Starting with the line that contains "The response SHOULD carry one point per instance of the jacket" and continuing through the end of the data, write out those lines as a numbered list with any blank lines dropped.

+++ AVAILABLE RECORDS

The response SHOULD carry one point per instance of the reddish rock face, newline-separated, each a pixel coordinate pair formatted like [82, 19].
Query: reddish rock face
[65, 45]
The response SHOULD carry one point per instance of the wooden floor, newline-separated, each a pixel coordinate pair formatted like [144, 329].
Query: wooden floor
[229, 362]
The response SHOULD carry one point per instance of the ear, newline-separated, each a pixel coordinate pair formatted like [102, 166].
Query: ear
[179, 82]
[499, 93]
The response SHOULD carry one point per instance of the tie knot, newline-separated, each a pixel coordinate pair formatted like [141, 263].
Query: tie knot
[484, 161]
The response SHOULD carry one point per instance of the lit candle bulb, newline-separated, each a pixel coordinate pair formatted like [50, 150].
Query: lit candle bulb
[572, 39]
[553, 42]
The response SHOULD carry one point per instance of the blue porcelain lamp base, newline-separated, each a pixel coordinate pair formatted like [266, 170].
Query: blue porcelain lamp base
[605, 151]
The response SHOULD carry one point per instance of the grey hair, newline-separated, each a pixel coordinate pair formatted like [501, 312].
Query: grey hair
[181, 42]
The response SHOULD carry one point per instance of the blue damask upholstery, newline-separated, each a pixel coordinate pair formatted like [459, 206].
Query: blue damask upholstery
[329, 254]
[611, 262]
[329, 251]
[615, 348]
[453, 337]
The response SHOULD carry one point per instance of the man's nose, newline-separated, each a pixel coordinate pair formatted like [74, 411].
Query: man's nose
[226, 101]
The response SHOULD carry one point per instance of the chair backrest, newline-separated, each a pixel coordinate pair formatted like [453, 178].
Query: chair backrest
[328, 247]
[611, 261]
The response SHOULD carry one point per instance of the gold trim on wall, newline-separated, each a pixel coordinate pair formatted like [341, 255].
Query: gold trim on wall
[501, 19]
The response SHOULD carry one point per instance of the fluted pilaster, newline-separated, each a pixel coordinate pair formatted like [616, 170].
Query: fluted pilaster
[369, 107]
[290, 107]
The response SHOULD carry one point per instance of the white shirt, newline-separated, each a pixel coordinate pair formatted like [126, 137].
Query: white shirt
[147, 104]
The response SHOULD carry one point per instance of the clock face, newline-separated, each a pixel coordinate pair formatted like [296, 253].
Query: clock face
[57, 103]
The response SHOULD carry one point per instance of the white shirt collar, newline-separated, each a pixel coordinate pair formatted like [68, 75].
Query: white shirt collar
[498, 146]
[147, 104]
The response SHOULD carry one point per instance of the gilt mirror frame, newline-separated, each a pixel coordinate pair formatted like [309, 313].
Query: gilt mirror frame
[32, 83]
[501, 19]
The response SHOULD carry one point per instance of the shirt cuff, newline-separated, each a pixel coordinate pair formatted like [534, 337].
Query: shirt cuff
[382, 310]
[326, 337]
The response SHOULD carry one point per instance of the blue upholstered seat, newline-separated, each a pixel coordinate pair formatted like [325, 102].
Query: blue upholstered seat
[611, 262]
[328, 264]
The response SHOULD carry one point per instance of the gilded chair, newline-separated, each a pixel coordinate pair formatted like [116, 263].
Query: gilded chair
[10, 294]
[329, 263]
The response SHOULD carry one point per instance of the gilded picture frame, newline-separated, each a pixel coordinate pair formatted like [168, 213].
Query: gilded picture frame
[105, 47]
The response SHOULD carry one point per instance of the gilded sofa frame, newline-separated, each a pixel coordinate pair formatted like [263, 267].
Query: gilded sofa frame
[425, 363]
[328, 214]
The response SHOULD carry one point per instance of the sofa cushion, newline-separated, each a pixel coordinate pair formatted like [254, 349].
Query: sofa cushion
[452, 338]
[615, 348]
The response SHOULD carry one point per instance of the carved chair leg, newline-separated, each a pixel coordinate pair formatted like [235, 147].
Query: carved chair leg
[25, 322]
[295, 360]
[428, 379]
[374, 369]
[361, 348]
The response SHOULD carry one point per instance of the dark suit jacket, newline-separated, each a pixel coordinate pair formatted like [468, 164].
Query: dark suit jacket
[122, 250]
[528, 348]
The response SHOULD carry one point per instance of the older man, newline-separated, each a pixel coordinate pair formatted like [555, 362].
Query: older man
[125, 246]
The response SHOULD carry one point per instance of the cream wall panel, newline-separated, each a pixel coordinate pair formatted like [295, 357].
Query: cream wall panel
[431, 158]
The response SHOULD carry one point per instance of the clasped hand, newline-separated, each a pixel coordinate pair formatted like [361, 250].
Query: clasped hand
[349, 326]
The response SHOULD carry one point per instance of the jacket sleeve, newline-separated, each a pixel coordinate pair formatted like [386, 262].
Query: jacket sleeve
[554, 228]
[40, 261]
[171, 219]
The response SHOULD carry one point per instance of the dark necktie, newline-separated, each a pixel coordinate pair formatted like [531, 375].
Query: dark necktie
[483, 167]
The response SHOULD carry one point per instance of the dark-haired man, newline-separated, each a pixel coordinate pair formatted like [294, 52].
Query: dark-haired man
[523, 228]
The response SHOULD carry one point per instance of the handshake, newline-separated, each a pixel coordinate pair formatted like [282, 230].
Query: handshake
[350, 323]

++++++

## FINAL RESULT
1. The response SHOULD carry one point per instance of the jacket sleeve, newline-separated, each a pixel coordinate pair formatted like [386, 262].
2. Query: jacket sleeve
3. [554, 228]
4. [40, 261]
5. [171, 219]
6. The response SHOULD carry one point per instance of the dark necktie, newline-separated, each a pixel coordinate pair formatted like [531, 375].
7. Query: dark necktie
8. [483, 167]
9. The response SHOULD carry one point per instance of the dark-haired man, newline-separated, each a pixel coordinate pair formatted like [294, 52].
10. Query: dark-haired man
11. [523, 228]
12. The response SHOULD carry one point per instance of the handshake, newline-separated, each a pixel coordinate pair formatted like [282, 230].
13. Query: handshake
14. [350, 323]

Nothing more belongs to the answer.